◆ **SOURCE EXTRACT**
Edison Pena stood in Elvis Presley’s “jungle room,” planted his foot, slightly swiveled his hips, and pointed to a chair with a teddy bear resting on it.
Edison Pena, Angie Marchese
Edison Pena is given a tour of the room known as the Jungle Room by tour guide Angie Marchese

MEMPHIS, Tenn. — Edison Pena stood in Elvis Presley’s “jungle room,” planted his foot, slightly swiveled his hips, and pointed to a chair with a teddy bear resting on it.

“Oh let me be, your teddy bear,” said Pena, one of the rescued Chilean miners, surrounded by green carpet in one of his idol’s favourite rooms in Graceland.

Pena’s impromptu, spot-on interpretations of many of Elvis’ hits, including “Teddy Bear,” highlighted his tour of Graceland on Friday. An avid and knowledgeable Presley fan, Pena was on a six-day trip to Memphis and Las Vegas paid for by local business and tourism groups. The invitation included a private tour of Elvis’ longtime home and burial place.

Pena, who sang Elvis tunes to lift the spirits of 32 fellow Chilean miners while they were trapped underground for 69 days last year, shot video of the mansion with his cellphone. He broke into parts of “Blue Suede Shoes” and “Hound Dog” as he walked through rooms with displays of gold records, movie posters and flashy Elvis outfits. He knows little English outside of Elvis songs.

In the high-ceilinged “racquetball room,” he pointed to a black jacket-and-pants combination and said in Spanish, “I would love to wear this outfit on the street, to go shopping. I’d be saying. ’Why are you looking at me?”

Some rooms made him emotional. Pena, 34, shook his head and exhaled as he learned that the last songs Elvis sang and played on his piano before he died were “Blue Eyes Crying in the Rain” and “Unchained Melody.”

Pena’s Graceland visit was an experience that fulfilled a dream, he said.

“I was paralyzed, a lot of images came to me,” said Pena. “There’s nothing impossible for God. That’s why I’m here.”

The Chilean miners were trapped a half-mile (0.8 kilometre) below ground, in a collapsed gold-and-copper mine. They were pulled out of the mine by a rescue capsule in October.

◆ **WHAT YOU WILL DO**
Please continue the news story above about Edison Pena's Graceland tour, picking up right after its final sentence.

[Saved entries]

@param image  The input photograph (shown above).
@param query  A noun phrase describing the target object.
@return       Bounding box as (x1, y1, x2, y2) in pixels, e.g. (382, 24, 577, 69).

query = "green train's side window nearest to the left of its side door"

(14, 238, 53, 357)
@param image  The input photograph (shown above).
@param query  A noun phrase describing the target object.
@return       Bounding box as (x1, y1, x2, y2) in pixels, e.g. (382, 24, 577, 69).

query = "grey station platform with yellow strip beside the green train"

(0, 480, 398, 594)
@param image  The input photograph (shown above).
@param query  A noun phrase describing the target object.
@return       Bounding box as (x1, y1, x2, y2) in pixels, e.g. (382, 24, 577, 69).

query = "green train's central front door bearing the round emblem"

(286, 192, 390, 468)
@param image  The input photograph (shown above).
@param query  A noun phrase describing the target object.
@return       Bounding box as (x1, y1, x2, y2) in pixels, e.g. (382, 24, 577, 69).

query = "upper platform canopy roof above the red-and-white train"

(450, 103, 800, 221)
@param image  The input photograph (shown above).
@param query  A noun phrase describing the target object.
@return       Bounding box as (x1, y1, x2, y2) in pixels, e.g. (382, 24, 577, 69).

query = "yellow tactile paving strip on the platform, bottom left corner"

◆ **OUTPUT OF THE EXERCISE**
Pena was reportedly among the most depressed of the trapped men and asked rescuers to send down a photo of the sun. He jogged regularly in the adjacent tunnels that weren’t blocked by collapse.

As a youngster, Pena would stand in front of the mirror, singing Elvis songs and mimicking his onstage style. So Pena, shrouded in darkness in the mine, sang Elvis songs to pass the time.

On occasion, he would move farther down in the collapsed mine, allowing him to belt out Elvis songs as loudly as he wanted without bothering his mates.

“His music was a message to me, that I could get out,” Pena said. “We were living in death. It could have come at any time.”

Shortly after his rescue, an invitation was extended for the trip to Memphis and a tour of Graceland, where Elvis lived for 20 years before he died there at age 42 on Aug. 16, 1977.

Since his rescue, Pena has received a flood of invitations to attend several events.

Pena has run in the New York Marathon and appeared on “Late Show with David Letterman.” He also performed on stage with singer Olivia Newton-John in a concert in Santiago, Chile.

His U.S. visit doesn’t end Thursday. On Saturday, he will cut a cake to celebrate Elvis’ birthday, Jan. 8, 1935. Sunday, he will visit Elvis’ birthplace in Tupelo, Mississippi.

Pena will leave Memphis on Monday for Las Vegas, where he will watch “Viva Elvis,” the popular show by Cirque du Soleil.

“I don’t deserve so much attention,” Pena said.